**ОТРЫВОК ТЕКСТА**
===

В конце 1847 года, в то время как в «Отечественных записках» появилась «Хозяйка», Достоевский выпустил отдельным изданием «Бедных людей».
В ближайшем номере «Современника» Белинский отозвался на появление этой книги коротенькой заметкой. «„Бедные люди“, — писал он, — доставили своему автору громкую известность, подали высокое понятие о его таланте и возбудили большие надежды — увы! — до сих пор не сбывшиеся. Это, однако ж, не мешает „Бедным людям“ быть одним из замечательных произведений русской литературы».
О первом романе Достоевского критик своего мнения не изменил. Зато изменил мнение об его авторе. И быть может, больше всего на свете молодому писателю хотелось разубедить Белинского, привести к мысли, что он, Федор Достоевский, еще достигнет высот искусства. Следом за «Хозяйкой» в «Отечественных записках» появился рассказ «Чужая жена», тотчас же за рассказом — небольшая повесть «Слабое сердце». Здесь уж автор не позволял себе увлекаться фигурами исключительными, необыкновенными, фантастическими. Открытую им странность окружающей жизни он старался представить в картинах внешне обыденных, не гоняясь за эффектами. И с надеждой ждал, что скажет Белинский… Но критик молчал. Он точно бы не заметил ни рассказа, ни повести.

===

**ПРЕДОСТАВЛЕННЫЕ СТРОКИ**
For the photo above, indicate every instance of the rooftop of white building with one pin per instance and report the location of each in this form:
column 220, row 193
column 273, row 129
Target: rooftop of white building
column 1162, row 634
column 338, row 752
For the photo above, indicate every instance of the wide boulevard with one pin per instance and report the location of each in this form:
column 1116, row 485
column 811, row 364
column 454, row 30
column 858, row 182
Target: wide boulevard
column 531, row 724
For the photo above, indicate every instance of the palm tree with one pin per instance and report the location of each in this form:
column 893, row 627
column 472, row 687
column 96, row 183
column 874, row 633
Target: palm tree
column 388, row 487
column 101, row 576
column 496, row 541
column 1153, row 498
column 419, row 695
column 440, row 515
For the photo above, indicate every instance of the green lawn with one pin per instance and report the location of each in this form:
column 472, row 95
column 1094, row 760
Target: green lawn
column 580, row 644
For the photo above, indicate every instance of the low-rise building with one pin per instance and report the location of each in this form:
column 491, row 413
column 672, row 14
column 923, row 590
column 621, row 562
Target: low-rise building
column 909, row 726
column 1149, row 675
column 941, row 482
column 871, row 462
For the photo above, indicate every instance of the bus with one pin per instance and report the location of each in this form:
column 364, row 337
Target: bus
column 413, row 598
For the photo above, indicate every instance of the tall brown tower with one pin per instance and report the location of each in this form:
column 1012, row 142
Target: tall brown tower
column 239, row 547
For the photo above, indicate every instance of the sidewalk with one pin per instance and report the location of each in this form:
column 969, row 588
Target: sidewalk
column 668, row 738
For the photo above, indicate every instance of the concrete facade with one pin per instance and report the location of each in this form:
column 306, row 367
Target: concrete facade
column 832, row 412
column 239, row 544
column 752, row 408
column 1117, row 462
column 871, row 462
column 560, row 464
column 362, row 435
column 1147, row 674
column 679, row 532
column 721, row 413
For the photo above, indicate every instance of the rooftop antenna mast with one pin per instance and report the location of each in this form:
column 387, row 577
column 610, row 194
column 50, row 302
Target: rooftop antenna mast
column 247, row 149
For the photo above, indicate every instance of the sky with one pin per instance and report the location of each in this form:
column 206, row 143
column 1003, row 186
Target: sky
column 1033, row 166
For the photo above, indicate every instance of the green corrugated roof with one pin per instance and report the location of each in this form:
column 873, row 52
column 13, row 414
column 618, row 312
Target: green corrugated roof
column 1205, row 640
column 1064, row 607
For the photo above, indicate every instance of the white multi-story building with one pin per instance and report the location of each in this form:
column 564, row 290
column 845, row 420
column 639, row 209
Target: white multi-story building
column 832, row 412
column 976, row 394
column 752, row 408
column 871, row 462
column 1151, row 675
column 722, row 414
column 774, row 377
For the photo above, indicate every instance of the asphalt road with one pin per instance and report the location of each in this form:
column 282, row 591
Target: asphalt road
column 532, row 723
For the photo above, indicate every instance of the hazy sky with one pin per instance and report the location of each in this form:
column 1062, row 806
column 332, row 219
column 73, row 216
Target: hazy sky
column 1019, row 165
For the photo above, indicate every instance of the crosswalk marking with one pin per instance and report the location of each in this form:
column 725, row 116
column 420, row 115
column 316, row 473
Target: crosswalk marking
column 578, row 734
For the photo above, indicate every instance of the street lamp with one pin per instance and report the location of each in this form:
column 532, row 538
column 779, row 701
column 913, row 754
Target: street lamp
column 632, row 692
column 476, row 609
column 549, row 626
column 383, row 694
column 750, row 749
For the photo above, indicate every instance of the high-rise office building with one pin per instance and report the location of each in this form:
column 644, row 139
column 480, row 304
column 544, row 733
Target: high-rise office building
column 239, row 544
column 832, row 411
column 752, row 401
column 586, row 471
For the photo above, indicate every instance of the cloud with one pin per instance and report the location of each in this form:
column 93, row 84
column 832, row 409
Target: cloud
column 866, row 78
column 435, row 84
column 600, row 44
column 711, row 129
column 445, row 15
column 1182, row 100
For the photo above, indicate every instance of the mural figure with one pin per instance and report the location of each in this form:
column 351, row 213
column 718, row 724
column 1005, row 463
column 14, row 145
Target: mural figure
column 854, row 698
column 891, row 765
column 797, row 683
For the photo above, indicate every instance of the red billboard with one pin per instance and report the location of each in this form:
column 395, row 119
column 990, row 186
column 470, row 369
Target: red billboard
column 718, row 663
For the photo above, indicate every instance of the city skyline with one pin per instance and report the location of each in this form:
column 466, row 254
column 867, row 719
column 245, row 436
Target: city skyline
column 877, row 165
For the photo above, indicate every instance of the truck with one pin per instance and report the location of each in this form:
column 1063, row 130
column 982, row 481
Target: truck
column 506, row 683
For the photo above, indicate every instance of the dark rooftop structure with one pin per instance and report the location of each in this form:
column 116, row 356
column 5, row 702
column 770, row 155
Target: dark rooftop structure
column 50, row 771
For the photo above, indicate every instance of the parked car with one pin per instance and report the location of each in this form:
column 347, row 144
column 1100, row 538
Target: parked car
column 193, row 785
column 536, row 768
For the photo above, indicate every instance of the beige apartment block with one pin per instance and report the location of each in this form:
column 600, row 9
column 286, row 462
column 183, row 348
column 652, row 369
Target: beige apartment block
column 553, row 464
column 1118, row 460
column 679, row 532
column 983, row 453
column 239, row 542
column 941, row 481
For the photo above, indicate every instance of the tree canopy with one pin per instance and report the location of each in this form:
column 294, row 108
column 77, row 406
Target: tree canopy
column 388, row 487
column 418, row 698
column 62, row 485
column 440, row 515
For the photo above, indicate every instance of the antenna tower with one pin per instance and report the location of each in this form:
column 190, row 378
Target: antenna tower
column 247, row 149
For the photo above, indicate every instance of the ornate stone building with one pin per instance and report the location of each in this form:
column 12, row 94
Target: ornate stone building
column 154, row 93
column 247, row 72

===

**ЧТО НУЖНО СДЕЛАТЬ**
Перепишите слово в слово часть отрывка о Достоевском: от места со словами «О первом романе» до слов «рассказа, ни повести.» включительно. Строки взяты из другого источника, а не из отрывка.

**ОТВЕТ НА ЗАДАНИЕ**
О первом романе Достоевского критик своего мнения не изменил. Зато изменил мнение об его авторе. И быть может, больше всего на свете молодому писателю хотелось разубедить Белинского, привести к мысли, что он, Федор Достоевский, еще достигнет высот искусства. Следом за «Хозяйкой» в «Отечественных записках» появился рассказ «Чужая жена», тотчас же за рассказом — небольшая повесть «Слабое сердце». Здесь уж автор не позволял себе увлекаться фигурами исключительными, необыкновенными, фантастическими. Открытую им странность окружающей жизни он старался представить в картинах внешне обыденных, не гоняясь за эффектами. И с надеждой ждал, что скажет Белинский… Но критик молчал. Он точно бы не заметил ни рассказа, ни повести.